Requirement: Look for the line containing "Target: foliage" in the entries below, then print that line and all that follow it exactly.

*** Entries shown Section Begins ***

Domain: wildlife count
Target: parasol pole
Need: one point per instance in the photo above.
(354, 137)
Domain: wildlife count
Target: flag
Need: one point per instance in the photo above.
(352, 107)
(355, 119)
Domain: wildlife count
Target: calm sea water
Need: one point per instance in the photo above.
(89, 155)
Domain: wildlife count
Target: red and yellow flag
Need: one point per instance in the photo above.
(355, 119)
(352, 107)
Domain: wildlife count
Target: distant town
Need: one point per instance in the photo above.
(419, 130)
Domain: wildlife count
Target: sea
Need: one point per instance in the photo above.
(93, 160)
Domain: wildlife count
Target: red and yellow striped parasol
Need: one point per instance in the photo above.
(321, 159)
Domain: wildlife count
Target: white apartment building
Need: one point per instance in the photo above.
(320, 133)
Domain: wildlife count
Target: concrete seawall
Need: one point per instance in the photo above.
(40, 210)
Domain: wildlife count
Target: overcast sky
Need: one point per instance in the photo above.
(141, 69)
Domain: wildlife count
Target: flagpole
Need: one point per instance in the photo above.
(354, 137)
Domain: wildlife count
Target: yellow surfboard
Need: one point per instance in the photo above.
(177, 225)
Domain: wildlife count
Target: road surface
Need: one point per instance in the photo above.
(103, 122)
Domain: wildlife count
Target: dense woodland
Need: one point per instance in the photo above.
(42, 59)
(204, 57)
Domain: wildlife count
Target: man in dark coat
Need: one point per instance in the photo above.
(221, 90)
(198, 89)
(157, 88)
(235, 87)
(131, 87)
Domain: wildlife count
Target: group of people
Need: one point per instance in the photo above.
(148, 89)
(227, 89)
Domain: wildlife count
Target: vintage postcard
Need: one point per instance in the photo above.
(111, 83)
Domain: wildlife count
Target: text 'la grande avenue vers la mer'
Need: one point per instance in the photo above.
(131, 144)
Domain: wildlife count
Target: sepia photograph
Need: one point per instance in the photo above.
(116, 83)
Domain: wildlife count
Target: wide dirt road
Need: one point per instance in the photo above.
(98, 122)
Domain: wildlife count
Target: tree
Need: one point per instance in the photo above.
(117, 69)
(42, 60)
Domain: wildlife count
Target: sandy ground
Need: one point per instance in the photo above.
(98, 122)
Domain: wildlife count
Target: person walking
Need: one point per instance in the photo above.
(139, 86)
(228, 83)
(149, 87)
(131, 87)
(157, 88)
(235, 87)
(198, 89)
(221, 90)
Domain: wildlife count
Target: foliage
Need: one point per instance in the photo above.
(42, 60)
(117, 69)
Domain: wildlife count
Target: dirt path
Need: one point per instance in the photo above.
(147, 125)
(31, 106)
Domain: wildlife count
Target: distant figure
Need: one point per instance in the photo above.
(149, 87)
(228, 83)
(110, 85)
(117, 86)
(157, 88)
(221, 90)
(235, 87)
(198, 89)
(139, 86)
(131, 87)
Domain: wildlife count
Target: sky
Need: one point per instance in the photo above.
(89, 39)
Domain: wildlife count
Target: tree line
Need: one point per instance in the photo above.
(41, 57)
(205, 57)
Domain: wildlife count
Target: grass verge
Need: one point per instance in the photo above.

*** Entries shown Section Ends ***

Response area:
Target: foliage
Need: one point per instance in the photo above.
(42, 60)
(117, 69)
Domain: wildlife count
Target: dirt path
Need: one point per instance in the photo above.
(147, 125)
(31, 106)
Domain: wildlife count
Target: distant figure
Need: one point per instance in the photo above.
(149, 87)
(228, 83)
(110, 85)
(117, 86)
(157, 88)
(221, 90)
(235, 87)
(198, 89)
(139, 86)
(131, 87)
Domain: wildlife count
Target: sky
Need: one point per instance in the photo above.
(89, 39)
Domain: wildlife count
Target: tree line
Need: one point per instance in the photo above.
(41, 57)
(205, 57)
Domain: wildlife count
Target: grass verge
Need: one point per instance in the photo above.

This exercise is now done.